If a line in the records below contains "bedspread", copy that line.
[Start of section]
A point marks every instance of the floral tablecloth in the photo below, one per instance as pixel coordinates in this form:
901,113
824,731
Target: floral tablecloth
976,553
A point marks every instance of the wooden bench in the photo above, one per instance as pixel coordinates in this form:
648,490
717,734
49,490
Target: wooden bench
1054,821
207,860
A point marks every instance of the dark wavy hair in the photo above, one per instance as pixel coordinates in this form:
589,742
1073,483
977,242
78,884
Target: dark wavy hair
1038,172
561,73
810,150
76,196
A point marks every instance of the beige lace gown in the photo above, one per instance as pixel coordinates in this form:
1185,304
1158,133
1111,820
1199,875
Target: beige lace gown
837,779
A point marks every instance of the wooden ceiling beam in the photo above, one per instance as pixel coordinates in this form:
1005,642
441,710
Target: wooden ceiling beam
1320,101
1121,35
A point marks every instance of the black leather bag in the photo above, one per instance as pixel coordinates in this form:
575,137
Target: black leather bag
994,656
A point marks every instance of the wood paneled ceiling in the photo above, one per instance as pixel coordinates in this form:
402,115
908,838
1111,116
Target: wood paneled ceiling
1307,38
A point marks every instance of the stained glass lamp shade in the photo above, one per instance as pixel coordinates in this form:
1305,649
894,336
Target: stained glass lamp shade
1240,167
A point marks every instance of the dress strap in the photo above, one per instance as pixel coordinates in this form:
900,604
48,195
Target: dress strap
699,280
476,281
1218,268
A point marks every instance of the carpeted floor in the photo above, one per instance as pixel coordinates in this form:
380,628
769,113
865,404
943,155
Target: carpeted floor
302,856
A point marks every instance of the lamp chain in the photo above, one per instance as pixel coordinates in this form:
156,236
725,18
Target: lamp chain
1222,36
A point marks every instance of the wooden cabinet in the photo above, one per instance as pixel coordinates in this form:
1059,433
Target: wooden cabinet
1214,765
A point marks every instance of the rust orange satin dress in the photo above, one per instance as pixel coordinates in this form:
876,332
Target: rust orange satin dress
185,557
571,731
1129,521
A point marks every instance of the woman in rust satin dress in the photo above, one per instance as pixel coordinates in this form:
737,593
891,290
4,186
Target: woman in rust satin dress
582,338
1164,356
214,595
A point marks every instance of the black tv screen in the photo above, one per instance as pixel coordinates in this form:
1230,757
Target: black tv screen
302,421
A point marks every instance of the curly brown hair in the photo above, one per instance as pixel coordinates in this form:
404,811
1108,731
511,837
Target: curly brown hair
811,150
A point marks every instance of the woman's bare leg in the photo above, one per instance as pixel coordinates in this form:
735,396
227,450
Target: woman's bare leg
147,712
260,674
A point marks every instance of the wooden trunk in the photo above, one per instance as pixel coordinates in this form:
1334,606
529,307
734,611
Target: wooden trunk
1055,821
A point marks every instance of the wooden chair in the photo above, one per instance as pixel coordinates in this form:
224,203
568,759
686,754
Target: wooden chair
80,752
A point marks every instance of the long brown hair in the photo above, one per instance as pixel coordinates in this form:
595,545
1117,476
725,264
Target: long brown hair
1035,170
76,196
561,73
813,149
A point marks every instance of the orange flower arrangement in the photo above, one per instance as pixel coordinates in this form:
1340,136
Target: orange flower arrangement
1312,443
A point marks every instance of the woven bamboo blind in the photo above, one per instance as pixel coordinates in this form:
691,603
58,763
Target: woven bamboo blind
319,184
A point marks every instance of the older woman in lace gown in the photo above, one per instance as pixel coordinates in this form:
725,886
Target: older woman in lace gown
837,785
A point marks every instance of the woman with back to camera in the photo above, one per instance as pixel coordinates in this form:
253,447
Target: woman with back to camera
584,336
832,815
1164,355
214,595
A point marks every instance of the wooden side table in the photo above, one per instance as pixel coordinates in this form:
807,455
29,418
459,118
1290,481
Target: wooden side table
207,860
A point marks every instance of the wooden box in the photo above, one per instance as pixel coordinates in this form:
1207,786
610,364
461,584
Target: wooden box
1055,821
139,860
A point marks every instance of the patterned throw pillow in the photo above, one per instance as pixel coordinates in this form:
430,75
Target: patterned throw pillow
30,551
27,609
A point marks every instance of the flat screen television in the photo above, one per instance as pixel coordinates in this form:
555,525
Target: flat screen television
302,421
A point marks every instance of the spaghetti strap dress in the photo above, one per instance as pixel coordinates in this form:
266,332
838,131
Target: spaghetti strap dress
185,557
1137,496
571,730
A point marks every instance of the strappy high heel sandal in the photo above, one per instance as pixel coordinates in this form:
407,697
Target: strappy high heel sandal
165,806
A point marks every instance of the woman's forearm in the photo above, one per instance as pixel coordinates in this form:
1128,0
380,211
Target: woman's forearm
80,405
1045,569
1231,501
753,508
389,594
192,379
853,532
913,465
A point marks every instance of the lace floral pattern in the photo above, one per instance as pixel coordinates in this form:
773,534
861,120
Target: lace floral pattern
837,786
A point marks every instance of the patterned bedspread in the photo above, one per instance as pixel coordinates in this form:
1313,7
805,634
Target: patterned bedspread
[End of section]
- **SOLVED EXERCISE**:
A point marks every instance of the patterned bedspread in the photo above, one per instance as pixel coordinates in this form:
Target: patterned bedspread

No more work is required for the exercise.